You could also appoint an Alternate Attorney who could act if your appointed Attorney becomes incapable of making decisions or has died.

As they will make decisions for you, it is a good idea to discuss your wishes with your Attorney’s both generally and in specific situations so that they will know what your wishes are.

Who you appoint as an Attorney must:

  • be at least 18 years old;
  • be of sound mind, that is, they must also have the capacity to make decisions; and
  • agree to be your Attorney.

When does it come into effect?
You generally have the ability to nominate whether you want the Enduring Power of Attorney to come into effect immediately or only when, or if, you are incapable of making decisions.

What are the formal requirements?
All states and territories require the person making the appointment and the person/s being appointed to have full legal capacity at the time of the appointment. This means all parties must be over 18 years of age and have the mental capacity to make decisions.

The person you appoint must accept the appointment as Attorney.
If you grant your Attorney power to sell property this will need to be registered with the relevant state or territory land titles office.

There are other formal requirements (both as to form and witnesses), but these vary between states and territories. You will need to check your own state or territorys requirements.

What must the appointed Attorney do?
Firstly, the person you want to appoint as your Attorney must agree to being appointed. If they agree, once they are appointed they have certain legal duties. They must:

  • consider your interests when making decisions as your Attorney;
  • take care of your property;
  • avoid conflicts of interest; and
  • if necessary, prove that they have been appointed as your Attorney.

Both the decision to act as an Attorney and the legal duties which come with it are significant. Your choice of person and their acceptance of this role needs to be considered carefully.

Does an Enduring Power of Attorney last forever?
You have the ability to revoke your appointment of an Enduring Power of Attorney at any time. It can be done in a number of ways including a Revocation. For further information, contact us.

It is also important to note that an Enduring Power of Attorney ceases upon the Appointers death. Once a person dies, the provisions made in their Will or, if the person dies without a Will, the intestacy provisions, will decide how the estate is distributed.

What do I do now if I want to set up an Enduring Power of Attorney?

Items from a dataset =>
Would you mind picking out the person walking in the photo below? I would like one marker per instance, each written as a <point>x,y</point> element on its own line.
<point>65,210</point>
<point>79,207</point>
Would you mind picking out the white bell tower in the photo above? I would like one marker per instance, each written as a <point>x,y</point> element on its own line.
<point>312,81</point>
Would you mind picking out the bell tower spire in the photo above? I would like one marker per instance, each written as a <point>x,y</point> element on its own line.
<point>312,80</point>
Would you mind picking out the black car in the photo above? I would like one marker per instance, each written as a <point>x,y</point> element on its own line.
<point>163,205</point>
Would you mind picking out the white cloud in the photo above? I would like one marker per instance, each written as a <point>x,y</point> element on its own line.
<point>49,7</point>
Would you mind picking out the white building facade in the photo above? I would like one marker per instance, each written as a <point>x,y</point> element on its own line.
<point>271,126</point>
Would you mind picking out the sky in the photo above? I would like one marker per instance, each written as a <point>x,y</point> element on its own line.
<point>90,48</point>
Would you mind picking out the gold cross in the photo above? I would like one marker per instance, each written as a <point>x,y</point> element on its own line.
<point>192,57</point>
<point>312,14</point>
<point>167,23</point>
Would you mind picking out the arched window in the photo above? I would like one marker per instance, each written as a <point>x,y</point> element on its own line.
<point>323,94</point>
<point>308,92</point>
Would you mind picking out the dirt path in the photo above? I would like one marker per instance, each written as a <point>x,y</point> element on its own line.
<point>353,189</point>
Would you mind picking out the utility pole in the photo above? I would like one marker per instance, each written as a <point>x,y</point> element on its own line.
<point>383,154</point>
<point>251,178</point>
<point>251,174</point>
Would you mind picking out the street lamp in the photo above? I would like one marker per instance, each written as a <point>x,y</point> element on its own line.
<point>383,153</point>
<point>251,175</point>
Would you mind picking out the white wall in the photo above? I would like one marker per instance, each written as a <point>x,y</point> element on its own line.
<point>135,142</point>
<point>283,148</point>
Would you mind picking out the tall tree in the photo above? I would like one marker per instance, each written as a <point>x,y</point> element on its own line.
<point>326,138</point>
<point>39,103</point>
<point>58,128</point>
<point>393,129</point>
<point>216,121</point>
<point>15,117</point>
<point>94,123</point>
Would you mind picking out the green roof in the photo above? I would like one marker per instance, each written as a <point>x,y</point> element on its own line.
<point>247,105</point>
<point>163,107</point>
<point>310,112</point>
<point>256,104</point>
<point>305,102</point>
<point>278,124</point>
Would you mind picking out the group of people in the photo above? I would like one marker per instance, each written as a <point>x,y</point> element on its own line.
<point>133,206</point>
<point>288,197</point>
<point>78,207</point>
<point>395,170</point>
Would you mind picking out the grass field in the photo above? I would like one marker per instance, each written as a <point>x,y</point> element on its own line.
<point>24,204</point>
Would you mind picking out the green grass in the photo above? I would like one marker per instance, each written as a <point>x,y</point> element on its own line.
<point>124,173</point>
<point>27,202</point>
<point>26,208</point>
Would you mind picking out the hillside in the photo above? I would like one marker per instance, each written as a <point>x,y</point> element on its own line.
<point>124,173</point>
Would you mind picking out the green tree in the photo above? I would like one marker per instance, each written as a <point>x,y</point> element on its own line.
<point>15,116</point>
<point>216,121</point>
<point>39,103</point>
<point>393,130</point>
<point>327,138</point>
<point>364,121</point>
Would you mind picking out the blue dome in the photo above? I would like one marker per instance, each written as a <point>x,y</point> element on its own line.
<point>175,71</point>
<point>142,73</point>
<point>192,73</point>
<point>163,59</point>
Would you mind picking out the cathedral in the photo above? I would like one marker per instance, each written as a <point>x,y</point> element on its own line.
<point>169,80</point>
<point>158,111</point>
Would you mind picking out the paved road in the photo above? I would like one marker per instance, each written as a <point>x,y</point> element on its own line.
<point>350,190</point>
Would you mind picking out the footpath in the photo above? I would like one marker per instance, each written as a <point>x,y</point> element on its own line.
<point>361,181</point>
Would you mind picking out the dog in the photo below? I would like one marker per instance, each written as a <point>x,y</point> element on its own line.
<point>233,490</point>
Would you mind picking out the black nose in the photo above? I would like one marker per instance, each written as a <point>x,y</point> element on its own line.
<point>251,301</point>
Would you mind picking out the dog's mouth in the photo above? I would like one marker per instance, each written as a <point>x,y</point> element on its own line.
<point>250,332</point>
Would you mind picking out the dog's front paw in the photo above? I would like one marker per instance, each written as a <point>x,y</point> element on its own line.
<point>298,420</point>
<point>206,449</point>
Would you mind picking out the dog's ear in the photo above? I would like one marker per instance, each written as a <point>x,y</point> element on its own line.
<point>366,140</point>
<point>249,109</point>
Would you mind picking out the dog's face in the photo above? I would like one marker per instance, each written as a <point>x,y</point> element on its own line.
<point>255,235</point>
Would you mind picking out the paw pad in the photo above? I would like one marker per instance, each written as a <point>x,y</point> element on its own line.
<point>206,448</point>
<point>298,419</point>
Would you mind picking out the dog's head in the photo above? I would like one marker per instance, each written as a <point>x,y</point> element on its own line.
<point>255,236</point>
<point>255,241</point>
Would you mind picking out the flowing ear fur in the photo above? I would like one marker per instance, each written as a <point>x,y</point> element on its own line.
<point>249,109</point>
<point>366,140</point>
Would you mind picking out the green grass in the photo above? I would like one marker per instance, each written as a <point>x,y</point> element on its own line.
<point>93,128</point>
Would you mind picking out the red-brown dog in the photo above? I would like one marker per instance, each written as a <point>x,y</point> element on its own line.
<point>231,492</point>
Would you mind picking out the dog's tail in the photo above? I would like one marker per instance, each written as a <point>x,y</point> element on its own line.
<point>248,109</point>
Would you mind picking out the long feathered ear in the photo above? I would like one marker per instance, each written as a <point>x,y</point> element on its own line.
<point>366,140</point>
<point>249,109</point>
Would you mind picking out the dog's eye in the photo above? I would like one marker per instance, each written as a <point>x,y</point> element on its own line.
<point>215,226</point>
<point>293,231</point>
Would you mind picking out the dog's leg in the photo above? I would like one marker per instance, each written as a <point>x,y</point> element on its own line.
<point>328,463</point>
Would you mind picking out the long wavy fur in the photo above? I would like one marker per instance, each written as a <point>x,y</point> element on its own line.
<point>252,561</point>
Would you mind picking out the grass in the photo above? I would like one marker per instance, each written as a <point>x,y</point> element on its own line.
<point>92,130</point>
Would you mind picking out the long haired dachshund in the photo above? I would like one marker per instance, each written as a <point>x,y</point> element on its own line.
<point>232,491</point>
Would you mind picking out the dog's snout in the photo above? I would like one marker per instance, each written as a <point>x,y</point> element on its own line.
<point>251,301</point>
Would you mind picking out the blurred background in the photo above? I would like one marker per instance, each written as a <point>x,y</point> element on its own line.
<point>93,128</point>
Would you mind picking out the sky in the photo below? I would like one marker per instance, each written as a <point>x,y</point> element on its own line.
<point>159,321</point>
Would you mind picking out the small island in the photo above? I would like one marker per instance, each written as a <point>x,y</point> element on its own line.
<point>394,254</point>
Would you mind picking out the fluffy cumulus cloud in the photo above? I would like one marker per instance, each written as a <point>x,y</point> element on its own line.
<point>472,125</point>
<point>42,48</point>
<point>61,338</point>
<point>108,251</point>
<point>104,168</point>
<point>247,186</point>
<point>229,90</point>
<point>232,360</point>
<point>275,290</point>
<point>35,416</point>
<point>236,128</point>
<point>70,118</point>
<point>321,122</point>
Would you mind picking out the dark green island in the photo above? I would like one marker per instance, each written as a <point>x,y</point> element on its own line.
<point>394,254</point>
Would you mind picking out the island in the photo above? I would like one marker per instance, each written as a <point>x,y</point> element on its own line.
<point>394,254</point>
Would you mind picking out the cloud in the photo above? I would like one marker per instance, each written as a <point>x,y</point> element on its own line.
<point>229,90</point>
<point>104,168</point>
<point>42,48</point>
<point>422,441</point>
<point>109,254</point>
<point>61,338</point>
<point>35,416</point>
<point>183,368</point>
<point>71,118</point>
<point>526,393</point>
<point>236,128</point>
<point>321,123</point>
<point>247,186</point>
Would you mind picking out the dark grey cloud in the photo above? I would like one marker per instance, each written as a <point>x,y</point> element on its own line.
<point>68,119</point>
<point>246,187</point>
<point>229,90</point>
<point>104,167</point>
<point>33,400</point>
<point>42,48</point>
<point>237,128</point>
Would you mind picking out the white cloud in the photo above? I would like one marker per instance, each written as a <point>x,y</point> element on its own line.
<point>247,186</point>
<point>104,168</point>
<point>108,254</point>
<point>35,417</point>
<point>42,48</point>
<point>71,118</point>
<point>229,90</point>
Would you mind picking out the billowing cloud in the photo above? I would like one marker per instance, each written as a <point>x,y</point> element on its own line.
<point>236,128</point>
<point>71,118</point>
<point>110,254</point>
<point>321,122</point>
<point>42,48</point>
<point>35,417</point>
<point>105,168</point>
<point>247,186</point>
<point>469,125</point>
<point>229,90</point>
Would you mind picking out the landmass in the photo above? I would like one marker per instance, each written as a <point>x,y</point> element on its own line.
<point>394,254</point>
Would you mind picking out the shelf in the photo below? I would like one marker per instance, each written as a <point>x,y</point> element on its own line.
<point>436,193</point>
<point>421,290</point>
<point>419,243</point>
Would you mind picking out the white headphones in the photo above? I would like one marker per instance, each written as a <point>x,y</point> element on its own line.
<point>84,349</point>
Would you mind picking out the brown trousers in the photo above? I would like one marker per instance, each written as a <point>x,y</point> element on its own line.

Set of tasks =>
1. According to the passage on Enduring Powers of Attorney, at what point does an Enduring Power of Attorney cease?
2. Take the passage on Enduring Powers of Attorney further, continuing from its final line.
You can set the records aside; they play no part here.

Answers to each task =>
1. It ceases upon the appointer's death.

2.
Note that a Power of Attorney is only valid for the state in which you live. If you have assets in another state, a Power of Attorney effective for that state will be needed.

An Enduring Power of Attorney should be an important step in protecting your assets and finances against whatever life throws you in the future.

What do I do if my Enduring Power of Attorney does not cover medical or personal matters?
Generally, if decisions about medical matters are not allowed to be made under an Enduring Power of Attorney then they can usually be made under a Living Will or an Enduring Guardianship.

Living Wills (also known as Advance Health Directives, Medical Directives or Declarations) allow you to set out in advance decisions about future treatment that you will, or will not, accept if you lack the capacity at the time to consent to it.

An Enduring Guardian can be nominated by you in advance (or appointed by the Court or a Tribunal for times when you lack legal capacity to make decisions). Enduring Guardians, like Enduring Attorneys can be subject to restrictions on the power that you grant to them. Enduring Guardians can also be given the power to make decisions about other personal matters such as your long term living arrangements, and can also cover decisions about medical treatment and decisions about dental, medical or surgical procedures, appropriate long term care or whether and when a life support machine is switched off.

There are formal legal requirements which must be met for  these documents. It is highly advisable to get sound legal advice if you intend to appoint an Enduring Guardian or make an Advance Health Directive so that you can be sure it will apply only in the circumstances you want it to.